OBJECTIVE — Arrange every line of the records below as a JSON list of strings, with one string per line and no blank lines.

Dataset rows showing where objects appear:
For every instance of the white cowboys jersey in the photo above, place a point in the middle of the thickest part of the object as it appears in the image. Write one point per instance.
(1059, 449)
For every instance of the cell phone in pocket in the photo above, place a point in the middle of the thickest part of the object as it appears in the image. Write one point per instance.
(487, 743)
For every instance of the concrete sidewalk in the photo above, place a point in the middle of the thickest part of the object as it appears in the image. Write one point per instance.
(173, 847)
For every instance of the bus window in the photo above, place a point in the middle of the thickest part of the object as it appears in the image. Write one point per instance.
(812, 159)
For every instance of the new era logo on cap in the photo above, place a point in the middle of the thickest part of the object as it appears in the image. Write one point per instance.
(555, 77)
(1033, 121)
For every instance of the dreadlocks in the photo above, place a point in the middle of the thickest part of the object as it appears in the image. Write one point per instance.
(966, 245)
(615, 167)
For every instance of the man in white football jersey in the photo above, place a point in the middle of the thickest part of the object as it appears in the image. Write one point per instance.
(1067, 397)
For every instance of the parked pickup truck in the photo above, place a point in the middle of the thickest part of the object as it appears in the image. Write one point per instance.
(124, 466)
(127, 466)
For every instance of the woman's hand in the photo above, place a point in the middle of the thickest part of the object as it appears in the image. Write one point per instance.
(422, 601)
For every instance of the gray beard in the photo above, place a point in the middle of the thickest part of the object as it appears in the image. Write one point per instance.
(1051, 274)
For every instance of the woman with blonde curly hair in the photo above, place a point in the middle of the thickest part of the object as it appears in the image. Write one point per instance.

RESPONSE TO THIS EXERCISE —
[
  "For every instance of the white cowboys jersey in the photo above, place a point in the middle of the thickest part of the object as it appears in the image. Write one point per instance.",
  "(1059, 449)",
  "For every instance of the cell phone in pocket in the photo above, place a point in the middle of the thickest part of the object as it appears in the image. Write one point per instance.",
  "(487, 743)",
  "For every instance of the concrete sidewalk in the photo above, place a point in the middle of the thickest part of the object as it appears in the image. Write one point per instance.",
  "(173, 847)",
  "For every instance of the bus window in the photo above, place a point in the middle of the thickest part of the object as it appears in the image. Write one point per instance.",
  "(812, 159)",
  "For every instance of the new era logo on cap in the photo above, place a point in the middle of the thickest part of the object as it appears in the image. Write one point per instance.",
  "(555, 77)",
  "(1033, 121)",
  "For every instance of the dreadlocks in the photo above, place a point in the middle of the thickest part of the object as it appears in the image. Write one point per instance.",
  "(966, 245)",
  "(615, 167)",
  "For every instance of the man in white football jersey in the photo above, place a point in the middle of the thickest part of the object as it appears in the image. Write one point per instance.",
  "(1067, 397)",
  "For every instance of the parked pickup truck in the photo above, place a point in the middle of the thickest part of the object as it appears in the image. Write one point per instance.",
  "(124, 466)",
  "(127, 466)",
  "For every instance of the woman's hand in the photo above, place a point in the middle of the thickest part of the object as it appears in the image. Write one point per instance.",
  "(422, 601)",
  "For every instance of the gray beard in the photo above, place a point in the middle of the thickest part of the object as it appears in the image. Write one point per instance.",
  "(1051, 274)",
  "For every instance of the woman with blonde curly hair in the photo above, place a point in the middle of the thickest part of the object as it appears in the image. Write one point per instance."
]